■ **What the exercise asks**:
Pull out every line of the records below that contains the string "wheel", treating uppercase and lowercase as distinct.

■ **Data lines**:
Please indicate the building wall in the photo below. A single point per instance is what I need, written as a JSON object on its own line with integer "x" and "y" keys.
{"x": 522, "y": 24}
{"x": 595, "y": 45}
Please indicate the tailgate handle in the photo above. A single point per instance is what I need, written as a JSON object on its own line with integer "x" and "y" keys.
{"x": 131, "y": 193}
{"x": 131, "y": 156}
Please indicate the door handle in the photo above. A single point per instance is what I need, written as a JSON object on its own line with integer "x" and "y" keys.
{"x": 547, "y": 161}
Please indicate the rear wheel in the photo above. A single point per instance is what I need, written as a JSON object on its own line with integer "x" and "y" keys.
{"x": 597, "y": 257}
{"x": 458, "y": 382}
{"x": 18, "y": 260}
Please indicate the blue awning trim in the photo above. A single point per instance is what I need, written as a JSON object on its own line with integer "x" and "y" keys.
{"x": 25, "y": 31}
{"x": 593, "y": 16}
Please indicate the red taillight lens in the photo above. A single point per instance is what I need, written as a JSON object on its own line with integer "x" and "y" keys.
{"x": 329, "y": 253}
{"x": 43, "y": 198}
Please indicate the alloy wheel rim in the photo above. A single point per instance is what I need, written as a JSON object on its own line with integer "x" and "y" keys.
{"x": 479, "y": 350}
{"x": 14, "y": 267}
==
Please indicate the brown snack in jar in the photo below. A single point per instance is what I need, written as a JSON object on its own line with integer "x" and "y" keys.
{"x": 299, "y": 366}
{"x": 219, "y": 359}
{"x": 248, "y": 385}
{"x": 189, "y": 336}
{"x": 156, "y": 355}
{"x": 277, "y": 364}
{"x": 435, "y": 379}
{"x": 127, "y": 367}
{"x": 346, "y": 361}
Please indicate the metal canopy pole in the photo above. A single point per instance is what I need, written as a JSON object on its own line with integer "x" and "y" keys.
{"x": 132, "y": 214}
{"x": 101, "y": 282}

■ **Answer for this exercise**:
Please indicate the rear wheel in the photo above. A single point per instance is what I need, written as a JSON object on its own line with integer "x" and "y" keys.
Please indicate the alloy wheel rim in the photo above. A single point per instance is what I need, written as a JSON object on its own line with integer "x" and "y" keys.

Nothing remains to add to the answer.